Listagem de anotações por coordenadas

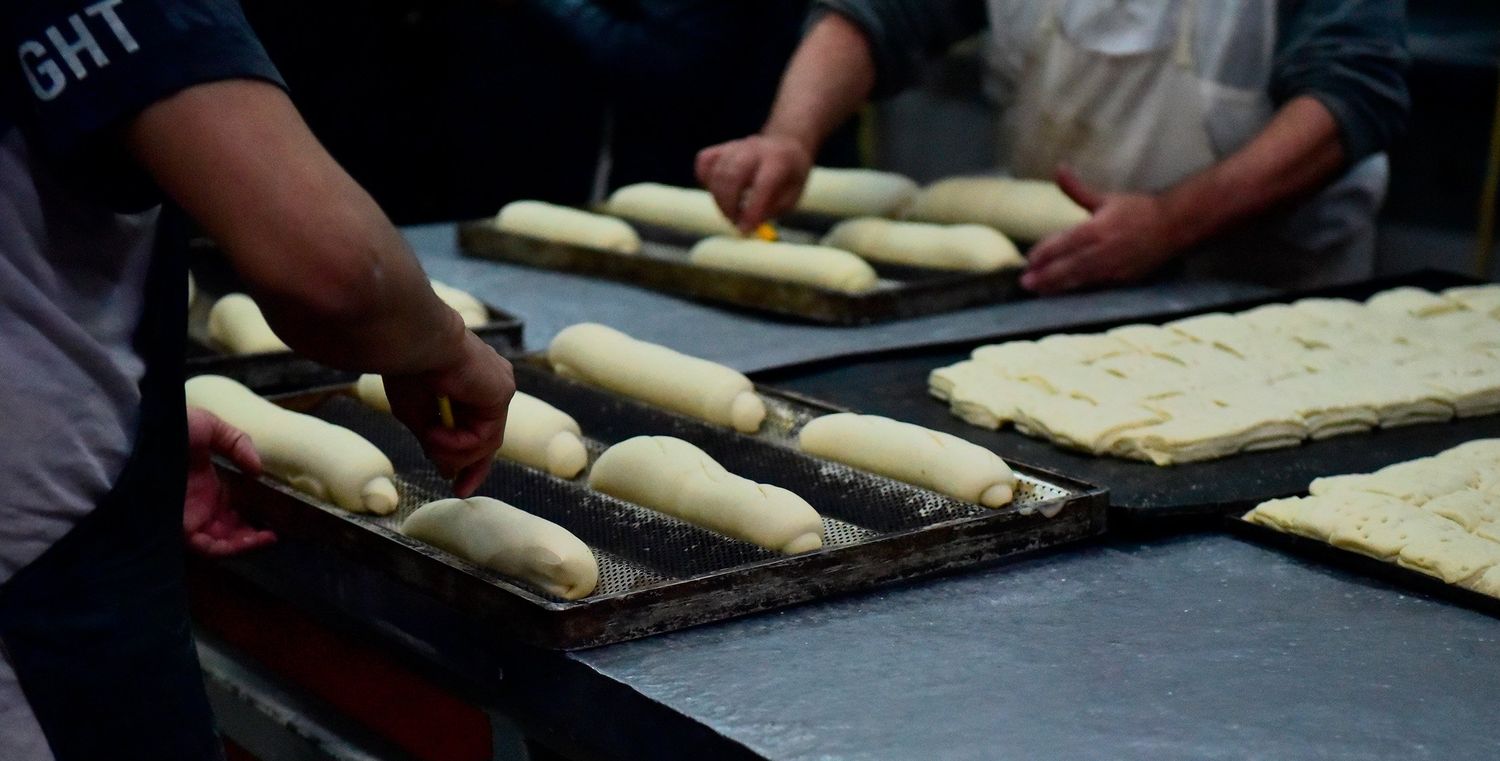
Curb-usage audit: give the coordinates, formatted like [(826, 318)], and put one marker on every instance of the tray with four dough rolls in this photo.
[(1143, 496), (662, 264), (284, 371), (659, 574)]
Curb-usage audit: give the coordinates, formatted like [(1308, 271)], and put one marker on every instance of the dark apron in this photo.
[(96, 628)]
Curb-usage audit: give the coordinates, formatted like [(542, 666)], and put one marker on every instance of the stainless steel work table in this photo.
[(1179, 647)]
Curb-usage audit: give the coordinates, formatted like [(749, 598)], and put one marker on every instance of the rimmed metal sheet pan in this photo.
[(659, 574), (662, 264)]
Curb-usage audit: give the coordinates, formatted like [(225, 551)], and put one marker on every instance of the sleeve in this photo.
[(906, 33), (1350, 56), (77, 69)]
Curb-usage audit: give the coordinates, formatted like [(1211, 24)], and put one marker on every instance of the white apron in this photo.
[(1127, 104)]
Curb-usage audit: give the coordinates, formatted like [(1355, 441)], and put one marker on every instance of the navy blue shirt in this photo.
[(78, 69)]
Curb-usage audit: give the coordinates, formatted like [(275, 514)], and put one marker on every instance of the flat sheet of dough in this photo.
[(911, 454), (855, 192), (1022, 209), (609, 359), (500, 536), (965, 248), (821, 266), (678, 479), (686, 209), (314, 457), (570, 225)]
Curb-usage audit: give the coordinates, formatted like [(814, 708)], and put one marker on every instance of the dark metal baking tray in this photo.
[(662, 264), (284, 371), (659, 574), (1143, 496), (1346, 559)]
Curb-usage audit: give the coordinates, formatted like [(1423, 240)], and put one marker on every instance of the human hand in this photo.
[(755, 179), (479, 383), (210, 524), (1125, 239)]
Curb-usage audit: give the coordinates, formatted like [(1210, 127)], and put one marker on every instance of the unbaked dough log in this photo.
[(686, 209), (462, 302), (536, 433), (315, 457), (237, 324), (609, 359), (972, 248), (677, 478), (567, 225), (503, 538), (912, 454), (1022, 209), (855, 192), (822, 266)]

**INSTRUÇÃO:** Reproduza as linhas da listagem a partir da que contém "pan in this photo." até a que contém "[(659, 574), (662, 264)]", ambas incluídas, substituindo "rimmed metal sheet pan" por "flat aluminum baking sheet" e mantendo todo o resto inalterado.

**PROBLEMA RESOLVIDO:**
Curb-usage audit: give the coordinates, formatted like [(749, 598)], and put one marker on every instance of the flat aluminum baking sheet in this photo.
[(659, 574), (662, 264)]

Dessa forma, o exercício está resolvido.